- [WHAT IS NEEDED]: Scale the data below by rewriting every line, requests included, with each x and y pixel coordinate in the answers multiplied by 0.3 and rounded to the nearest whole number, halves rounded up. Leave the pictures out of your answer.

● ● ● ● ●

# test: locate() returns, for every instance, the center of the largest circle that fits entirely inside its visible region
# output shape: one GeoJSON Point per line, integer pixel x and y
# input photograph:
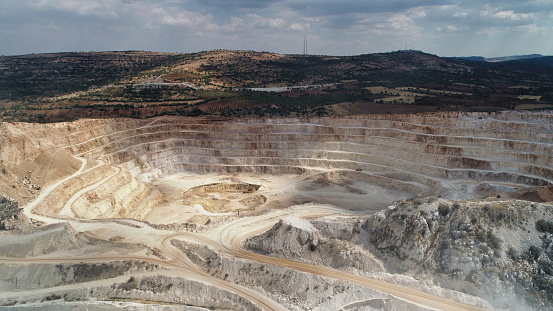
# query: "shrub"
{"type": "Point", "coordinates": [513, 254]}
{"type": "Point", "coordinates": [481, 236]}
{"type": "Point", "coordinates": [493, 241]}
{"type": "Point", "coordinates": [443, 209]}
{"type": "Point", "coordinates": [8, 208]}
{"type": "Point", "coordinates": [544, 226]}
{"type": "Point", "coordinates": [534, 253]}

● ● ● ● ●

- [RESULT OF THE EXERCISE]:
# test: locate() returns, for every instance, the center of the largest circle that fits entirely inside its visible region
# output shape: one GeoJSON Point per line, integer pixel x and y
# input photograph:
# query: "shrub"
{"type": "Point", "coordinates": [154, 76]}
{"type": "Point", "coordinates": [144, 71]}
{"type": "Point", "coordinates": [148, 72]}
{"type": "Point", "coordinates": [133, 63]}
{"type": "Point", "coordinates": [2, 62]}
{"type": "Point", "coordinates": [163, 68]}
{"type": "Point", "coordinates": [160, 76]}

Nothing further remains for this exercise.